Problem description
Verbatim output of the full listing is required.

____ Study material

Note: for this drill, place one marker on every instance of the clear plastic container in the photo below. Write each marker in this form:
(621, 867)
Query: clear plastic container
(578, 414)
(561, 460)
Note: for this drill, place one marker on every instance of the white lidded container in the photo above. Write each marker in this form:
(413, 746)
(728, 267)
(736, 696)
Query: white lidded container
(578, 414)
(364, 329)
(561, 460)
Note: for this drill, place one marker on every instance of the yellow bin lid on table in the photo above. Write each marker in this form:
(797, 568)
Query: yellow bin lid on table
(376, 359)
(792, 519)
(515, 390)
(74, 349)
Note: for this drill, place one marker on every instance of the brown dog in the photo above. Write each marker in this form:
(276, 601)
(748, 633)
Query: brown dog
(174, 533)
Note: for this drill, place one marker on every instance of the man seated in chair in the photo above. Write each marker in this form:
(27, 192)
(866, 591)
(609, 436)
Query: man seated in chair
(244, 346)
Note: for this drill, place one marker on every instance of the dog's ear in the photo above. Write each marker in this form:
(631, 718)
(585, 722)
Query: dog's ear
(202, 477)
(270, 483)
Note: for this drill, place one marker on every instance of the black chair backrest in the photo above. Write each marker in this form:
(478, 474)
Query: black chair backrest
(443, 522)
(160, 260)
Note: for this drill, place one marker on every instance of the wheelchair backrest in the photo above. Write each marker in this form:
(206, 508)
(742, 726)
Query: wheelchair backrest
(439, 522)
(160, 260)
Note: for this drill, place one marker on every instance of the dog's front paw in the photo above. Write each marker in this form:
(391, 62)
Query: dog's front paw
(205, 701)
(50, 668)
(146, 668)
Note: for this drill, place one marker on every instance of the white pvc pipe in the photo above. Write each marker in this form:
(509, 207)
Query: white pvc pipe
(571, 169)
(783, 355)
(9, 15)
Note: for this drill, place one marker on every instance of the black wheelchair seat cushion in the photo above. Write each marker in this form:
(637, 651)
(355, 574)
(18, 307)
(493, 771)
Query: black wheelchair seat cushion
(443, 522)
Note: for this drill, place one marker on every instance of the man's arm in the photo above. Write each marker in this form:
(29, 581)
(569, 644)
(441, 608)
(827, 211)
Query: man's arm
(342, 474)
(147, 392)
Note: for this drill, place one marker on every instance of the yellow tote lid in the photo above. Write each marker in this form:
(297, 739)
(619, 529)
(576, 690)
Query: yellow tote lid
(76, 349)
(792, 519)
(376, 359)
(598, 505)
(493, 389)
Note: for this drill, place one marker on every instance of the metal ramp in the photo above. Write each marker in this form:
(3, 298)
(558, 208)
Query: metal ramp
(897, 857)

________

The completed task
Note: for this drill, place one marker on every instance of the clear plastic container in the photo below. Write each marker in this form:
(621, 867)
Query: clear plastic container
(578, 414)
(561, 460)
Note: for this drill, place one marker on every instance of the white lidded container in the photo above. Write each marker in this form:
(413, 746)
(728, 267)
(736, 696)
Query: white lidded container
(578, 414)
(364, 329)
(561, 460)
Note: for this drill, place one marker on every instance of the yellow bin lid on table in the photo above. Write each marker in this form:
(797, 568)
Query: yellow bin lid on table
(376, 359)
(792, 519)
(515, 390)
(74, 349)
Note: for this drill, place one marker on every instance of the brown dog in the photo above. Write each marker in this form:
(276, 601)
(748, 633)
Query: brown dog
(174, 533)
Note: for this drill, place one marker on every instance of the man seated in chair in the photo above. Write each marker in this form:
(27, 192)
(866, 591)
(609, 436)
Query: man seated in chair
(244, 346)
Note: for this drill, place one marker on every instance of the dog's ear in the photo above. Write each marker in this form:
(631, 718)
(585, 722)
Query: dog's ear
(202, 477)
(270, 483)
Note: for this drill, place one marker on every instance of the black chair backrest in the photo above. Write each marker in this form:
(478, 474)
Query: black chair backrest
(443, 522)
(160, 260)
Note: for this drill, place one marker on every instance of the wheelchair backrest in the photo above. Write each marker in this form:
(206, 508)
(742, 726)
Query: wheelchair backrest
(439, 522)
(160, 260)
Note: for this drill, place one marker on every instance of the dog's front paw in the photo above. Write each marker in this form:
(391, 62)
Query: dog's front paw
(205, 701)
(50, 668)
(146, 668)
Note: for this drill, place one marker on every instance of the white pvc pipe in the photo above. Write each marker in this form:
(509, 207)
Query: white pvc pipe
(571, 169)
(783, 355)
(9, 15)
Note: for this drill, place one marker on every instance of the black wheelchair seat cushion in the photo above. Write each marker in this form:
(637, 651)
(355, 574)
(18, 307)
(493, 771)
Query: black wheelchair seat cushion
(443, 522)
Note: for this drill, place one marker on every instance of the man's arm in the photo above. Write each marker in this form:
(29, 581)
(569, 644)
(441, 608)
(827, 211)
Query: man's arm
(342, 474)
(147, 392)
Note: for this drill, place one marker on every instance of the yellow tote lid in the photo above. Write each marker in this form:
(297, 739)
(619, 529)
(576, 690)
Query: yellow tote lid
(76, 349)
(792, 519)
(376, 359)
(598, 505)
(493, 389)
Note: for this drill, place one marker on every instance of the metal ramp in the photo above. Write each marker in this form:
(3, 298)
(558, 208)
Query: metal ramp
(897, 857)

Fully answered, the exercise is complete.